Each line from the one that contains "Scouting pass: put a marker on the downspout, one" to the end of the material must be quoted exactly; include both end lines and nothing else.

- Entries from a dataset -
########
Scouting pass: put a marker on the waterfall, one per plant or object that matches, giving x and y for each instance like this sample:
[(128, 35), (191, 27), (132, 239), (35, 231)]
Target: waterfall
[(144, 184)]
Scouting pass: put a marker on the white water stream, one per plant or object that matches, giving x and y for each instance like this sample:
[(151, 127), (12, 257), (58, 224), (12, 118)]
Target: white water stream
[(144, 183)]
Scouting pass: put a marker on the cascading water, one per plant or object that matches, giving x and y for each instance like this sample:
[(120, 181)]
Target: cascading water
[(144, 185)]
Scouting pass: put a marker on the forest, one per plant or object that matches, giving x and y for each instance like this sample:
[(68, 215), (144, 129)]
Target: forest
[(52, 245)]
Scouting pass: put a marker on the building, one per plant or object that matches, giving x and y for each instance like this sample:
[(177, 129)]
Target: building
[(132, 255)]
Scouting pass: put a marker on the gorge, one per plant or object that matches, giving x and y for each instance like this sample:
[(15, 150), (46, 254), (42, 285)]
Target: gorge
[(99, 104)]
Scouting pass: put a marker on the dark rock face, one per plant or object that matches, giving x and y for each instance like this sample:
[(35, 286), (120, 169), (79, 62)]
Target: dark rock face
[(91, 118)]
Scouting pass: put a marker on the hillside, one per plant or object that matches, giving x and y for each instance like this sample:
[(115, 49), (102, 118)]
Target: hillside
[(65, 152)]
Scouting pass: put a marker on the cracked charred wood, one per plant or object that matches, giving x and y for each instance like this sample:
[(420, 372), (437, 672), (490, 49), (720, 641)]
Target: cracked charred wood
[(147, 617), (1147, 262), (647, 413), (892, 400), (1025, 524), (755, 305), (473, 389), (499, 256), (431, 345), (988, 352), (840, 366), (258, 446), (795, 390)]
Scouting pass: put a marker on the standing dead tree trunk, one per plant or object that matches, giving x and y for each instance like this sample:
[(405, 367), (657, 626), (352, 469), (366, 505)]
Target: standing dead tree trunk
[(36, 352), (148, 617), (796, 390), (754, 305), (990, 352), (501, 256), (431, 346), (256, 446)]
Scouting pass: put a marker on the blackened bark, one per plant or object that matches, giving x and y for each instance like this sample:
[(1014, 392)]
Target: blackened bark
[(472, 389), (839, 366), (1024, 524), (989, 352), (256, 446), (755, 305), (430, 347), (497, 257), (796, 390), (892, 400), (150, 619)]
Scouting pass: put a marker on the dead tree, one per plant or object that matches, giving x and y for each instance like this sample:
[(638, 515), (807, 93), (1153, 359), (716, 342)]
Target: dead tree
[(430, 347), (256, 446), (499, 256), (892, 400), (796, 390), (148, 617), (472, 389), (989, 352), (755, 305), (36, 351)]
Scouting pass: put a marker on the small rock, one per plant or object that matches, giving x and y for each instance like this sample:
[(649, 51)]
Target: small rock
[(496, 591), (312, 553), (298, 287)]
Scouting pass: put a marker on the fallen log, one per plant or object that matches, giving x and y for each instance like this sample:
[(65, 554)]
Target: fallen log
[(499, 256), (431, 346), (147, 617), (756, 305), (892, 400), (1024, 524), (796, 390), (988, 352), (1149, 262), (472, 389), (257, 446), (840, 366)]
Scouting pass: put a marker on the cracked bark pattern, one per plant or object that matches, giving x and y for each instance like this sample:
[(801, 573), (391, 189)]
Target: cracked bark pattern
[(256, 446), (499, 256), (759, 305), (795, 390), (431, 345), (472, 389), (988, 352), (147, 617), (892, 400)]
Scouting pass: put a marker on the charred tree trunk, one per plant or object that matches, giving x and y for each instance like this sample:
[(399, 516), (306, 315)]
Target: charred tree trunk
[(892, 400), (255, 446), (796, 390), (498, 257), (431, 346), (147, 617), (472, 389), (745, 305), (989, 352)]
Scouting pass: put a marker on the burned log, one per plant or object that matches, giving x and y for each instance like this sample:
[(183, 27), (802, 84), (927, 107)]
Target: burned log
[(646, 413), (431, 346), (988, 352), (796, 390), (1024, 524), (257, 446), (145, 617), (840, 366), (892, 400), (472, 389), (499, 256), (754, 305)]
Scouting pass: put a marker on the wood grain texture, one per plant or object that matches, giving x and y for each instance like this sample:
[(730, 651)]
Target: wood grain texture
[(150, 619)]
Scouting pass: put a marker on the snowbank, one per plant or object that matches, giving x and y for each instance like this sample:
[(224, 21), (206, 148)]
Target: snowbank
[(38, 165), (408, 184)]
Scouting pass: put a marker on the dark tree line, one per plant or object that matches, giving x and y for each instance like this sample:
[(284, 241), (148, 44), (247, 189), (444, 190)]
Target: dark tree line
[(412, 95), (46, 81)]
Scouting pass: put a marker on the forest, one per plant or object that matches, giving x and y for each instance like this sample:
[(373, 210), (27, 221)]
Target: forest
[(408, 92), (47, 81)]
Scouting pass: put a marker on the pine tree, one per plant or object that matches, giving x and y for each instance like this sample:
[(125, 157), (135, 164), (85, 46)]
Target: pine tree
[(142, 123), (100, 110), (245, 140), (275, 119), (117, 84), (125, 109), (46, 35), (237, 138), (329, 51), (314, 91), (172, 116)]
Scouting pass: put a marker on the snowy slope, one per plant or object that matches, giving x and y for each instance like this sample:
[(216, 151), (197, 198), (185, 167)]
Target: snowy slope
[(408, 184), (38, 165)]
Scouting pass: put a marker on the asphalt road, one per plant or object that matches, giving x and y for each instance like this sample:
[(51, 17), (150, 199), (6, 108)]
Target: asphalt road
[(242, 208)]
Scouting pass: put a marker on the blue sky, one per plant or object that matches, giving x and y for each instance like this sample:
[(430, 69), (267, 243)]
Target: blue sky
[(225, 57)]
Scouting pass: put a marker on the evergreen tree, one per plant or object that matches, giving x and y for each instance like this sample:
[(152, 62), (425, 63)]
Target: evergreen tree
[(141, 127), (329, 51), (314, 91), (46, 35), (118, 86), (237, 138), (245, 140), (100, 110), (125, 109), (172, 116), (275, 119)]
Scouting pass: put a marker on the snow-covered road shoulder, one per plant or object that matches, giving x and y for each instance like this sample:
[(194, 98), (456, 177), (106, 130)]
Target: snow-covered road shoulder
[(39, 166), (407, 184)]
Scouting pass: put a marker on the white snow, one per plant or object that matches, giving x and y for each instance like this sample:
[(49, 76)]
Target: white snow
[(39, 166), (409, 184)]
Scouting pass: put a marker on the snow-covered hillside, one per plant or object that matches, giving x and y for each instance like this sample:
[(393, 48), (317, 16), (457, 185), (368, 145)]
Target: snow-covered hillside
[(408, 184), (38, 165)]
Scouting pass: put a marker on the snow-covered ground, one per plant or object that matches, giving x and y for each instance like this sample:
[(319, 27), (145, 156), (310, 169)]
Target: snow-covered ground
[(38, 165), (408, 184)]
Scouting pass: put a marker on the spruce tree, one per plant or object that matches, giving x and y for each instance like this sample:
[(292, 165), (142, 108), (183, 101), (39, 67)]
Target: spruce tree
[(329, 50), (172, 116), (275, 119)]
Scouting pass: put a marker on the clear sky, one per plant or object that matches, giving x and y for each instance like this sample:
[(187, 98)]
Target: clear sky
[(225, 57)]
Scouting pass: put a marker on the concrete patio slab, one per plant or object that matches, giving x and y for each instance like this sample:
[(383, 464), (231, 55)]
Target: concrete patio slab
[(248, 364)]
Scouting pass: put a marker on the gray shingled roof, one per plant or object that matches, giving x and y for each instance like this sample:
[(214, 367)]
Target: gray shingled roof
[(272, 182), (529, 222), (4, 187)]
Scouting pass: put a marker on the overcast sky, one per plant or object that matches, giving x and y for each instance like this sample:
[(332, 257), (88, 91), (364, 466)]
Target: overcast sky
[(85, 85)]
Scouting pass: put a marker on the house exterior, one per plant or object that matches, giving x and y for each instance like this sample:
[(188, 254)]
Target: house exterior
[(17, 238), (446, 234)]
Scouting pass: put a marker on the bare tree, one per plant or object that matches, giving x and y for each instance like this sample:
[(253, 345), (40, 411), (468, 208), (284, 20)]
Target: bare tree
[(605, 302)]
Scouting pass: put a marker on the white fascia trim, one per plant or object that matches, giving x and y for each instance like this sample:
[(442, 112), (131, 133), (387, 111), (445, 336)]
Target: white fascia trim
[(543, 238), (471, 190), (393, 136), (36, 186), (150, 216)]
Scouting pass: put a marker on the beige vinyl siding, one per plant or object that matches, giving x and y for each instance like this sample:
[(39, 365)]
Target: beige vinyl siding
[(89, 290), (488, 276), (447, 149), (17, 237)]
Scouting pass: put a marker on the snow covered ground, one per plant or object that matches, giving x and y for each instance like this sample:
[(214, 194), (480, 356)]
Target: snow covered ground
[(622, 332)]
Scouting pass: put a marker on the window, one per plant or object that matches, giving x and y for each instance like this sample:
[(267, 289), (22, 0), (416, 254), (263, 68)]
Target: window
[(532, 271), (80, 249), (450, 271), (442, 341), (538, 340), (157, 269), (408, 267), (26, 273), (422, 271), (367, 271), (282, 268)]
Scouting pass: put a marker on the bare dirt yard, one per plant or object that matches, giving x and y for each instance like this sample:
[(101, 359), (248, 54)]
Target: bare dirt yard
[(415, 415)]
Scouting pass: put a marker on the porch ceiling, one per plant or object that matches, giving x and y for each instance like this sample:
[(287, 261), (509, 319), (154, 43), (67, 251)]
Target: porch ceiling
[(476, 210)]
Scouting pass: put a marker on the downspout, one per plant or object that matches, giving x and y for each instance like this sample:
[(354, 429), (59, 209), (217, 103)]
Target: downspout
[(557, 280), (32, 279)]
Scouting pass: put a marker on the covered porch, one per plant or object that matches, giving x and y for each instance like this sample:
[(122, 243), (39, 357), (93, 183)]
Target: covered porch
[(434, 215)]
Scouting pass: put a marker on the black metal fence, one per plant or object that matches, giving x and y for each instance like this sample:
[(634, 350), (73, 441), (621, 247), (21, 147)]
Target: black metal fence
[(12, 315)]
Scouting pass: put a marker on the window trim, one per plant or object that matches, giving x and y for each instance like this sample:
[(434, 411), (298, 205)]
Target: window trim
########
- Reply -
Scouting pass: put a marker on the downspout, one per plant or object that matches, giving x and y for each instance like this sample:
[(354, 429), (59, 209), (217, 103)]
Target: downspout
[(557, 280), (32, 279)]
Scouting pass: put a marker on the covered porch, one per plant or object that matches, giving x and y for each instance like this sample:
[(122, 243), (39, 357), (93, 183)]
Target: covered porch
[(434, 215)]
Scouting pass: put a marker on the black metal fence, one per plant or object that matches, giving x and y for each instance like this sample:
[(634, 350), (73, 441), (621, 247), (21, 147)]
Target: black metal fence
[(12, 315)]
Scouting pass: put a marker on the window trim, one per plant or object that matches, giving x and y for each instance like this sample:
[(434, 411), (298, 205)]
Target: window trim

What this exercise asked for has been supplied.